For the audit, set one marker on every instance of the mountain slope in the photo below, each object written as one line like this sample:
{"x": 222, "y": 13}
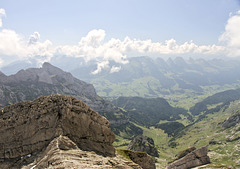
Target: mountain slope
{"x": 149, "y": 111}
{"x": 220, "y": 131}
{"x": 34, "y": 82}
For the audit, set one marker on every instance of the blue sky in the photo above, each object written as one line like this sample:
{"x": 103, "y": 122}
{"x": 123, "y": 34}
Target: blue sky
{"x": 65, "y": 23}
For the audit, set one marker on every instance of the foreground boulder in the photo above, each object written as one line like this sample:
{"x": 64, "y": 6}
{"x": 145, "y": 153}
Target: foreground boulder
{"x": 194, "y": 158}
{"x": 64, "y": 153}
{"x": 143, "y": 144}
{"x": 28, "y": 127}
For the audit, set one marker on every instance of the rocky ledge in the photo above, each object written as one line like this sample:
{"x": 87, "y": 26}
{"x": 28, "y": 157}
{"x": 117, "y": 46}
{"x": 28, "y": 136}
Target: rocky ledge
{"x": 64, "y": 153}
{"x": 28, "y": 127}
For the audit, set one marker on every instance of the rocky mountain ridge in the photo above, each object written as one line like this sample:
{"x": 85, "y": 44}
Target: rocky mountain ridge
{"x": 34, "y": 82}
{"x": 58, "y": 131}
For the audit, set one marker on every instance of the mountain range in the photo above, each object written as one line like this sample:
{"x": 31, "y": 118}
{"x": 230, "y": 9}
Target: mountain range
{"x": 205, "y": 123}
{"x": 147, "y": 77}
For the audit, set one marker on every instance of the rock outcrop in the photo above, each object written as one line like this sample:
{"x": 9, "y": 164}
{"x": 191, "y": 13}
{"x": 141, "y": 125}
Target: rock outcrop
{"x": 194, "y": 158}
{"x": 143, "y": 144}
{"x": 35, "y": 82}
{"x": 64, "y": 153}
{"x": 28, "y": 127}
{"x": 142, "y": 159}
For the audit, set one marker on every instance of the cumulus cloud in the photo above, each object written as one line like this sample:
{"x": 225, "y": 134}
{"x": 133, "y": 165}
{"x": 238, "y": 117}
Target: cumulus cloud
{"x": 34, "y": 38}
{"x": 1, "y": 62}
{"x": 100, "y": 66}
{"x": 115, "y": 69}
{"x": 13, "y": 44}
{"x": 231, "y": 36}
{"x": 2, "y": 13}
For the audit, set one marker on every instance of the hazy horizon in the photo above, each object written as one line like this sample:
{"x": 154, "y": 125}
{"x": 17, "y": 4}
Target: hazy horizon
{"x": 116, "y": 30}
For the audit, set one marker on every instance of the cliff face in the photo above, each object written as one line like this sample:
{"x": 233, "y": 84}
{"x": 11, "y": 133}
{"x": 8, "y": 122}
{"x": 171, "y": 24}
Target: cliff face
{"x": 35, "y": 82}
{"x": 28, "y": 127}
{"x": 64, "y": 153}
{"x": 60, "y": 131}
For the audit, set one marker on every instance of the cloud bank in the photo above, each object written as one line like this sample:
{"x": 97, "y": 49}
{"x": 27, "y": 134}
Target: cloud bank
{"x": 231, "y": 36}
{"x": 94, "y": 47}
{"x": 2, "y": 13}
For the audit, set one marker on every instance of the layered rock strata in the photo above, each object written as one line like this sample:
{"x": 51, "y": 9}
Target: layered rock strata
{"x": 64, "y": 153}
{"x": 28, "y": 127}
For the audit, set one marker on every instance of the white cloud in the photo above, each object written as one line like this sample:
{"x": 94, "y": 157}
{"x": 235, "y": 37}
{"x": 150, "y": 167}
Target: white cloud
{"x": 2, "y": 13}
{"x": 115, "y": 69}
{"x": 34, "y": 38}
{"x": 13, "y": 44}
{"x": 93, "y": 47}
{"x": 232, "y": 35}
{"x": 100, "y": 67}
{"x": 1, "y": 62}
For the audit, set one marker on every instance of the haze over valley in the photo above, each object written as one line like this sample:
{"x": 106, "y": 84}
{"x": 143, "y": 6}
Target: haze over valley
{"x": 120, "y": 84}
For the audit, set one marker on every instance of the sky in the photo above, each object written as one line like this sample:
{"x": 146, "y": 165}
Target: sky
{"x": 117, "y": 29}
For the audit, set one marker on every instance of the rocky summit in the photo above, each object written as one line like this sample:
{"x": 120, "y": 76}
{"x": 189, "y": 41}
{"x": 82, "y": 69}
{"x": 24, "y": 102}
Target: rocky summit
{"x": 28, "y": 127}
{"x": 60, "y": 131}
{"x": 32, "y": 83}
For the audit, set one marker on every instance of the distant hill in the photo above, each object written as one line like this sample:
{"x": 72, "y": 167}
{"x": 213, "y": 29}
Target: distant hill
{"x": 219, "y": 130}
{"x": 149, "y": 111}
{"x": 31, "y": 83}
{"x": 146, "y": 77}
{"x": 220, "y": 98}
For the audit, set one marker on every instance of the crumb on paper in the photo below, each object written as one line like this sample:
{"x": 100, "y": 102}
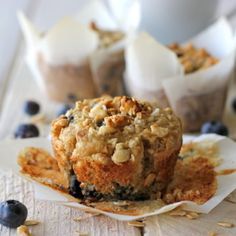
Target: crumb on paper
{"x": 136, "y": 224}
{"x": 192, "y": 215}
{"x": 31, "y": 222}
{"x": 178, "y": 212}
{"x": 81, "y": 233}
{"x": 212, "y": 233}
{"x": 90, "y": 215}
{"x": 225, "y": 224}
{"x": 23, "y": 230}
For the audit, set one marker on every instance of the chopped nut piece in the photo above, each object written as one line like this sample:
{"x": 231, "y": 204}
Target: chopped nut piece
{"x": 136, "y": 224}
{"x": 178, "y": 212}
{"x": 225, "y": 224}
{"x": 159, "y": 131}
{"x": 23, "y": 231}
{"x": 212, "y": 234}
{"x": 31, "y": 222}
{"x": 121, "y": 154}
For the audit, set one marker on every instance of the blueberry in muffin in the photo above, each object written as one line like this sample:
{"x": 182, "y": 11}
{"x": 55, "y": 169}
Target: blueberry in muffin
{"x": 116, "y": 148}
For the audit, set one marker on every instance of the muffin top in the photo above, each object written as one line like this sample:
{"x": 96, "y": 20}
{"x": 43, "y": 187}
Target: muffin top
{"x": 114, "y": 129}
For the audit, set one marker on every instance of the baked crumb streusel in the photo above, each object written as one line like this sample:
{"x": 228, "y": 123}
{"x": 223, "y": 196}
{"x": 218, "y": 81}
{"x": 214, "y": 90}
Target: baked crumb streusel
{"x": 118, "y": 148}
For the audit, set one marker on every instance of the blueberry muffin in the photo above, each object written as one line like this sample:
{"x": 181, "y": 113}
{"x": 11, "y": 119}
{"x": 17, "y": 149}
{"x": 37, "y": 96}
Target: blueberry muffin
{"x": 117, "y": 148}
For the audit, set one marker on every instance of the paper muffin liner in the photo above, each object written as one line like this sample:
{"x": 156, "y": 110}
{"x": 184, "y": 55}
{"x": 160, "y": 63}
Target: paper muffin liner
{"x": 64, "y": 82}
{"x": 199, "y": 97}
{"x": 225, "y": 183}
{"x": 196, "y": 97}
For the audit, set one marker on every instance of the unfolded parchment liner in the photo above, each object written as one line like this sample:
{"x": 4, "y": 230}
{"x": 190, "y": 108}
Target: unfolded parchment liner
{"x": 226, "y": 183}
{"x": 59, "y": 59}
{"x": 196, "y": 97}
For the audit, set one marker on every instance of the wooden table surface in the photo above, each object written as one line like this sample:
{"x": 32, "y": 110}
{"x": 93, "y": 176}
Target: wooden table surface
{"x": 17, "y": 85}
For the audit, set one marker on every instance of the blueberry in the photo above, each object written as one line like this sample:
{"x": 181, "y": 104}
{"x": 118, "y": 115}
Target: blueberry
{"x": 31, "y": 108}
{"x": 234, "y": 104}
{"x": 26, "y": 131}
{"x": 75, "y": 189}
{"x": 64, "y": 109}
{"x": 72, "y": 97}
{"x": 214, "y": 127}
{"x": 12, "y": 213}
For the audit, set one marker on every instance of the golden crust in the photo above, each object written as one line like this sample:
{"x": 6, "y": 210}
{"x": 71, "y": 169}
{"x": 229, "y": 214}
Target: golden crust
{"x": 117, "y": 140}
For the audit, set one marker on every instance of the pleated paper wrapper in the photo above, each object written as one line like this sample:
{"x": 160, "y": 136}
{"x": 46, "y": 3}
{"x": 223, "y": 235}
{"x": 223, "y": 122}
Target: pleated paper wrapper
{"x": 226, "y": 183}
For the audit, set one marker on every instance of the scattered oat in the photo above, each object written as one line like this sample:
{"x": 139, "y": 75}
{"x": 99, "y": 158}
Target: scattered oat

ACTIVITY: Show the lines of the listing above with "below".

WRITTEN SOLUTION:
For the audit, set one marker on every instance of the mountain slope in the photo below, each object written as one line like this sample:
For the audit, set one marker on every instance of the crumb on paper in the photo below, each object written as one line like this sample:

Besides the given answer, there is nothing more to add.